Given task:
Which of the lines below contain the word "plumage"? Pull out each of those lines in full.

Source material:
>>>
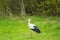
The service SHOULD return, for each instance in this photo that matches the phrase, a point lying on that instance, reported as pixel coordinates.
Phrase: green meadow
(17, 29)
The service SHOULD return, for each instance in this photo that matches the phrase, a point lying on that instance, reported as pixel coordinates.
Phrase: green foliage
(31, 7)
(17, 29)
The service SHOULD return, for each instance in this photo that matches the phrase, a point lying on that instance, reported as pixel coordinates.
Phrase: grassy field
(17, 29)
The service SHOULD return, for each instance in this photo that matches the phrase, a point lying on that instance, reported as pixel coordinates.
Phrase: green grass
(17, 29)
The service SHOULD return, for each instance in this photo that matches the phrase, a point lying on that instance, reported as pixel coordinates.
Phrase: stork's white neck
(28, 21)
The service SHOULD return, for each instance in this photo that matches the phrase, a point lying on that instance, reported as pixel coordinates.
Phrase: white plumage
<<<
>>>
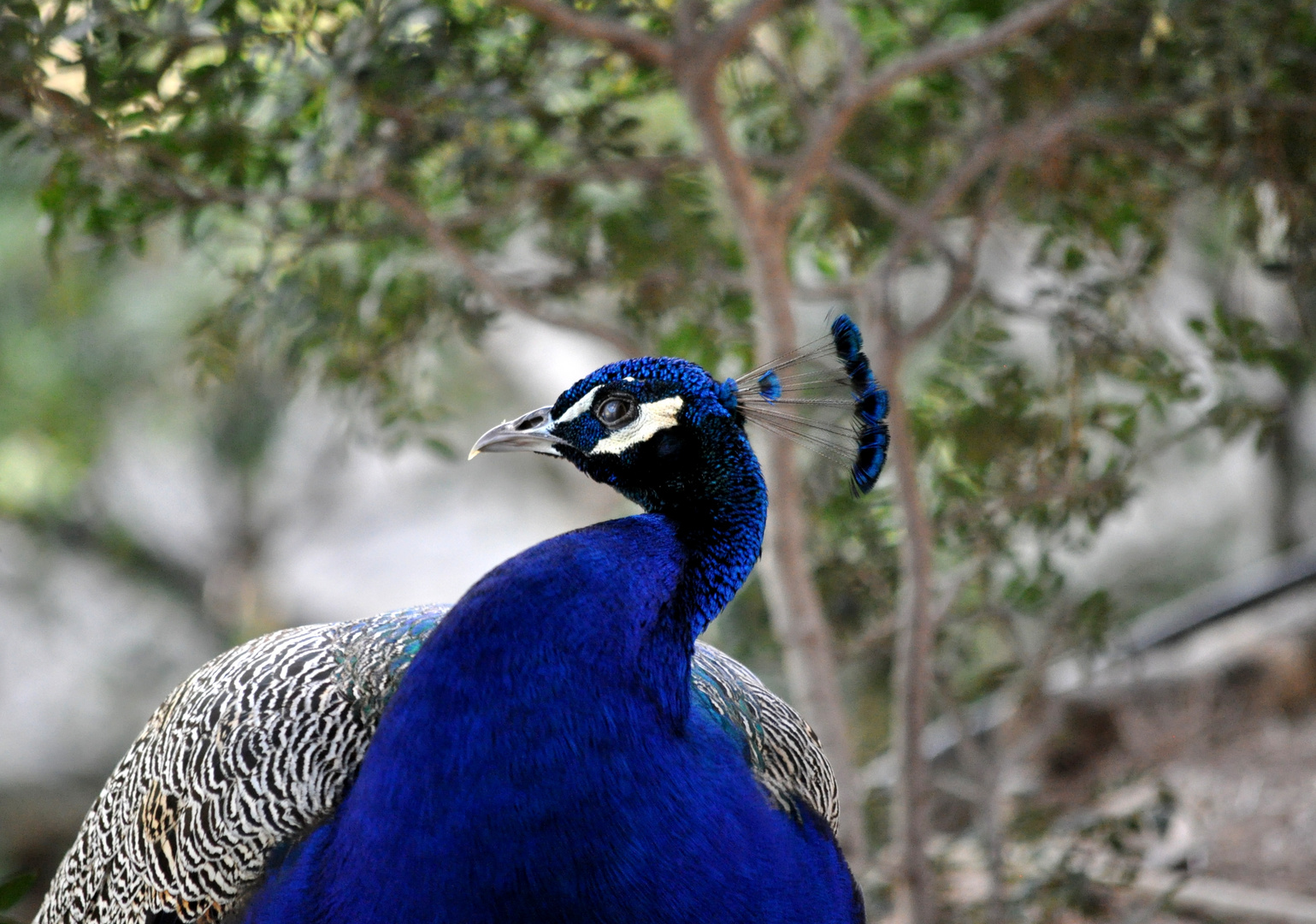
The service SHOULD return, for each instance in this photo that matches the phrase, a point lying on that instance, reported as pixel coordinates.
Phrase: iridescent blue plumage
<<<
Solution for this task:
Phrase: white plumage
Phrase: iridescent blue plumage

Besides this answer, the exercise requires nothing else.